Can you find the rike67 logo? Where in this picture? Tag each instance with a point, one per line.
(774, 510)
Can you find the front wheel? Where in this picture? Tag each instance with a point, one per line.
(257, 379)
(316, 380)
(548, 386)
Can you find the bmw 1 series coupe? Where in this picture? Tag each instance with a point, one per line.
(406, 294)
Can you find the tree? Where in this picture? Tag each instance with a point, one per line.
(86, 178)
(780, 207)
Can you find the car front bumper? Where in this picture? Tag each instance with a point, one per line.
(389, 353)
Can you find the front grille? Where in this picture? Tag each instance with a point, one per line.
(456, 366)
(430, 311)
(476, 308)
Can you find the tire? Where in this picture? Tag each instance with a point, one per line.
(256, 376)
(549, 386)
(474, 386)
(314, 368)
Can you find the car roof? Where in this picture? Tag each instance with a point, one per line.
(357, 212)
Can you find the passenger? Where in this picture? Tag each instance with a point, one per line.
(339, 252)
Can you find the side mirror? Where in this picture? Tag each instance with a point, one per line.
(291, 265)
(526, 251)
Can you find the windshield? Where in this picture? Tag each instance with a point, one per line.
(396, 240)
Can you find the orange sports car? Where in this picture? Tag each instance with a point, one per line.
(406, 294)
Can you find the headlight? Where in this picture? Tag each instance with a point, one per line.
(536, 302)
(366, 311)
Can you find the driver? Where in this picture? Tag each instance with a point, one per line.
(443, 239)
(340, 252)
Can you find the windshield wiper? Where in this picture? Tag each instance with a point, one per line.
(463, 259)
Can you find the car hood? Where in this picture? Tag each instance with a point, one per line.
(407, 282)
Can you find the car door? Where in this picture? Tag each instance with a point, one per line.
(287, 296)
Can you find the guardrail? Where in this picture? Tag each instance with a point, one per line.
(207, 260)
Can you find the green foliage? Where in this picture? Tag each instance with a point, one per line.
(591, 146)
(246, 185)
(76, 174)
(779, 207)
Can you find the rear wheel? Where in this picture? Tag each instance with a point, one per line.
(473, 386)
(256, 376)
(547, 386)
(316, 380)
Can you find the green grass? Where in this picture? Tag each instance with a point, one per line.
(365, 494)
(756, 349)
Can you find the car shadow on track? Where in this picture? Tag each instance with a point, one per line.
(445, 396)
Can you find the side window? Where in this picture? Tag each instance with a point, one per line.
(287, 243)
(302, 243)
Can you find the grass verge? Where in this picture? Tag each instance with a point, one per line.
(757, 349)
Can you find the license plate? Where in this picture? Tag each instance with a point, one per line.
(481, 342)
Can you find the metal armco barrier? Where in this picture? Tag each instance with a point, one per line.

_ _ _ _ _ _ _

WHAT NEEDS TO BE DONE -
Format the lines from the one containing "Can you find the car shadow" through the end of the entries, both included, as a JSON list of strings, one string per line and no blank lines.

RESULT FOR THIS EXERCISE -
[
  "Can you find the car shadow on track? Where in this picture? Tag each instance with a point, one per line.",
  "(445, 396)",
  "Can you find the side window? Where in this picture? Tag each instance with a point, one per line.",
  "(287, 243)",
  "(302, 243)",
  "Can you find the grass verge? Where in this picture? Tag each instance with a point, one per line.",
  "(757, 349)",
  "Can you find the license plate? Where in this picture? Tag each instance with a point, one per line.",
  "(481, 342)",
  "Can you find the metal armco barrier? Where in this picture? Tag each instance with a point, one per line."
]